===== Extracto de página =====

Esas redadas indiscriminadas y otras detenciones
preventivas, en particular de jóvenes, buscan negar el derecho de manifestación
En realidad, no solo se está negando el derecho de
manifestación o la libertad de expresión (los casos de periodistas reprimidos
son múltiples y es la repetición de lo que pasó con los ‘chalecos amarillos’).
Esto va mucho más allá: lo que está en tela de juicio es el Estado de derecho.

===== Filas de datos =====

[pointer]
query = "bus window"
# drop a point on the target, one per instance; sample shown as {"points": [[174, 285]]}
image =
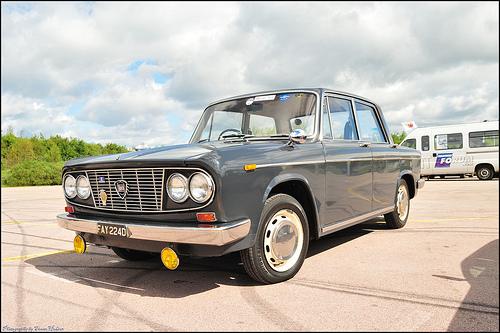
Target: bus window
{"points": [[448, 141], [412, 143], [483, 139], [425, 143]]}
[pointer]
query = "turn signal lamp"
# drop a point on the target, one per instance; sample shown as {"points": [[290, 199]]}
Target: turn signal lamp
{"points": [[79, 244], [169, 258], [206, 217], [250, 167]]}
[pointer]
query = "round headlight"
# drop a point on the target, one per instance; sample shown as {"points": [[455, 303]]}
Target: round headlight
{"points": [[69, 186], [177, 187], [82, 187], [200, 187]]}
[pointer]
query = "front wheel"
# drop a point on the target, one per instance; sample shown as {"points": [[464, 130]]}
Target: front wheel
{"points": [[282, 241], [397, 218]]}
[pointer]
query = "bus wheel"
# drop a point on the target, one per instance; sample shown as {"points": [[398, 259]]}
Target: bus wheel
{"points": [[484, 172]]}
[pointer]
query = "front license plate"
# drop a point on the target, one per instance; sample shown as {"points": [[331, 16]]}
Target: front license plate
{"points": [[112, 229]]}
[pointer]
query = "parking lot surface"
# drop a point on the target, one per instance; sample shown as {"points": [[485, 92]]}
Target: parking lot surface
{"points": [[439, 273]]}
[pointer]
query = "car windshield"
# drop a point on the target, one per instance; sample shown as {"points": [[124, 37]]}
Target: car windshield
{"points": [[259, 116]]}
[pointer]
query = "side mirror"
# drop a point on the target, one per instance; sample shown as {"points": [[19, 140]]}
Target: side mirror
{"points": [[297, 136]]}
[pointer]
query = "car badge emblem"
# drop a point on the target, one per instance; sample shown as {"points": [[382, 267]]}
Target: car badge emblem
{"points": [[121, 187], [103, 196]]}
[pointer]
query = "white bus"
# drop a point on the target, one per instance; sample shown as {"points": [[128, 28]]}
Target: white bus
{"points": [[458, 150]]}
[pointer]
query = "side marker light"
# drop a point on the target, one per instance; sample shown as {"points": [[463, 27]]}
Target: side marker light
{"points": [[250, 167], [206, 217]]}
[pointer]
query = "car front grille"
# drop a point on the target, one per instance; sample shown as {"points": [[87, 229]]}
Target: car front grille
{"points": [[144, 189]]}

=====
===== Filas de datos =====

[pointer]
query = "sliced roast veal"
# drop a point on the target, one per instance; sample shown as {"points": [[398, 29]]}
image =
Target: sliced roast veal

=====
===== Filas de datos =====

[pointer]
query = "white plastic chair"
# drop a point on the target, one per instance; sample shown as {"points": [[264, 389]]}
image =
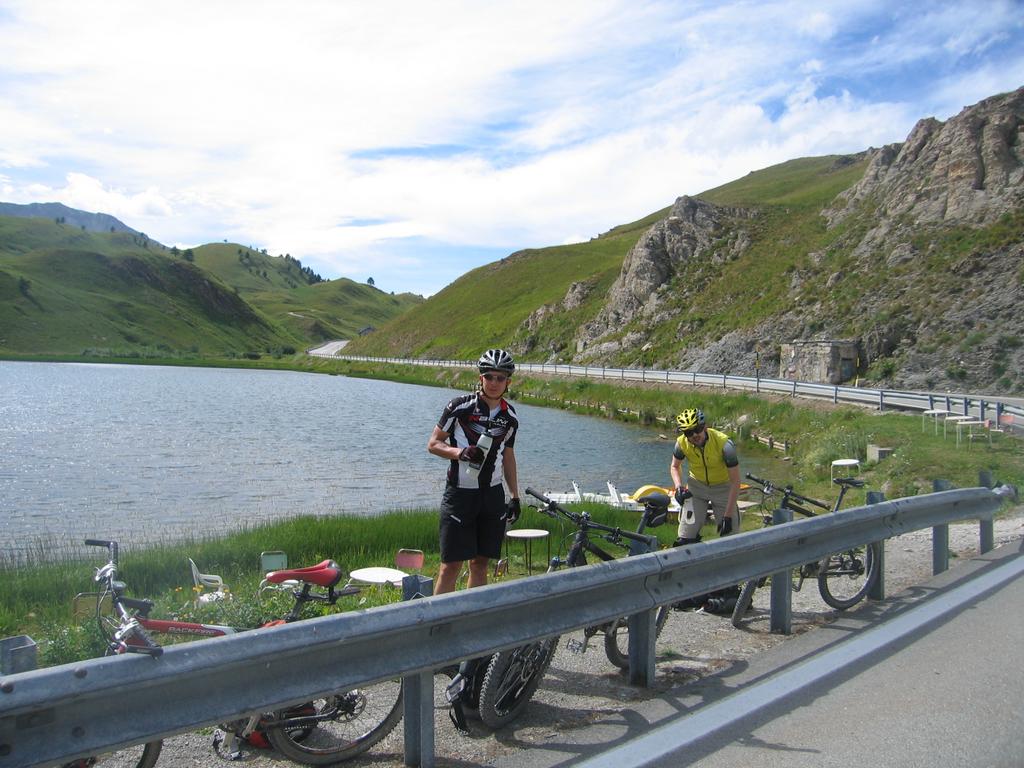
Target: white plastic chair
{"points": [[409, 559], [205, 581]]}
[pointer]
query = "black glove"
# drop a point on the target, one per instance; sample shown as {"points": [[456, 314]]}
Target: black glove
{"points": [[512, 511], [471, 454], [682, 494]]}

=====

Según el extracto de página, ¿qué es lo que está en tela de juicio? Los registros provienen de una fuente distinta.

▶ **Resultado correcto**:
El Estado de derecho.